▶ _Excerpted text_:
● ● ●
# Split Second FTC1-024 fuel timimg controller



## jimivr6 (Feb 18, 2003)

does anybody have any experience with it ?


----------



## StreetRyda (Nov 23, 2002)

*Re: Split Second FTC1-024 fuel timimg controller (jimivr6)*

YES I WOULD LOVE KNOW


----------



## benzivr6 (Feb 16, 2001)

*Re: Split Second FTC1-024 fuel timimg controller (jimivr6)*

Bump I would like to know as well


----------



## Antijuke (Feb 23, 2003)

*Re: Split Second FTC1-024 fuel timimg controller (benzivr6)*

i am curious too!


----------



## fastslc (Sep 14, 1999)

*Re: Split Second FTC1-024 fuel timimg controller (Antijuke)*

COUNT me IN !!! 
Fuel and Timing !! http://****************.com/smile/emthup.gif http://****************.com/smile/emthup.gif 
BTW I heard that Kinetic is using the Split Second on the OBD1 Dizzy ? If it's false info, I apologize.
EDIT Again:
David,
We have a standard unit for Motronic VW and BMW applications that 
should
work for you. It is the FTC1-024. It works on vehicles with a 60 
tooth
crank wheel and Hall Effect can sensor. The FTC1 provides laptop
programmable control of fuel and timing retard.
Regards,
Mark Amarandos
Split Second
1949 E. Deere Ave.
Santa Ana, CA 92705
voice (949) 863-1359
fax (949) 863-1363
http://www.splitsec.com

d

_Modified by fastslc at 9:53 AM 10-1-2004_


_Modified by fastslc at 10:16 AM 10-1-2004_


----------



## jimivr6 (Feb 18, 2003)

*Re: Split Second FTC1-024 fuel timimg controller (fastslc)*

can someone confirm if kinetic motorsports is using split sc ftc1


----------



## benzivr6 (Feb 16, 2001)

*Re: Split Second FTC1-024 fuel timimg controller (jimivr6)*

?


----------



## turboit (Oct 4, 2001)

*Re: Split Second FTC1-024 fuel timimg controller (jimivr6)*


_Quote, originally posted by *jimivr6* »_can someone confirm if kinetic motorsports is using split sc ftc1

Kinetic is using C2 motorsports software.
If they are using split second software for obd-1 dizzy applications it would probably be the psc-oo1 the FTC1-024 is kinda pricey at about $530


_Modified by turboit at 8:09 PM 10-3-2004_


----------



## fastslc (Sep 14, 1999)

*Re: Split Second FTC1-024 fuel timimg controller (turboit)*


_Quote, originally posted by *turboit* »_
Kinetic is using C2 motorsports software.

_Modified by turboit at 8:09 PM 10-3-2004_

Then it has to be only for the OBD1 Coilpack POST 1994 where the MAF sensor can be unscrewed


----------



## [email protected] (Aug 13, 2004)

Hello,
We have and do use the split second box, it is very easy to use and tune. We are trying it out on the OBD1 shop car and have had no problems with it.


----------



## Mattro (Jan 31, 2003)

*Re: ([email protected])*

i have the kinetic motorsport setup on my VR and it came with the split second module
shawn already tuned it before shipping it to me, we tested it with wideband and it was all good.
● ● ●
▶ _Given instruction_:
From the forum thread, list every way to contact Split Second that the company's signature block gives, along with each one's value. The data is not needed for the task that comes after this text.

▶ _Available data_:
● ● ●
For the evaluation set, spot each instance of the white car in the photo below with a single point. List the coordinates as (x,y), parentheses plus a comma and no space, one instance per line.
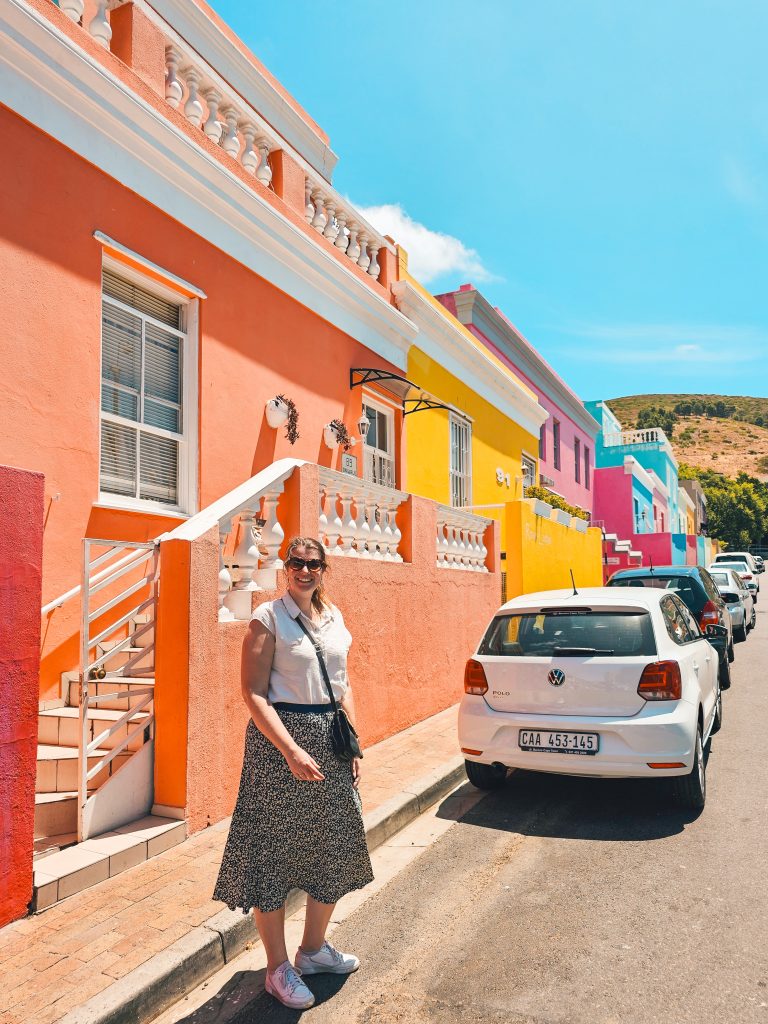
(737,597)
(611,682)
● ● ●
▶ _Reply to the exercise_:
- Mailing address: 1949 E. Deere Ave., Santa Ana, CA 92705
- Voice: (949) 863-1359
- Fax: (949) 863-1363
- Website: http://www.splitsec.com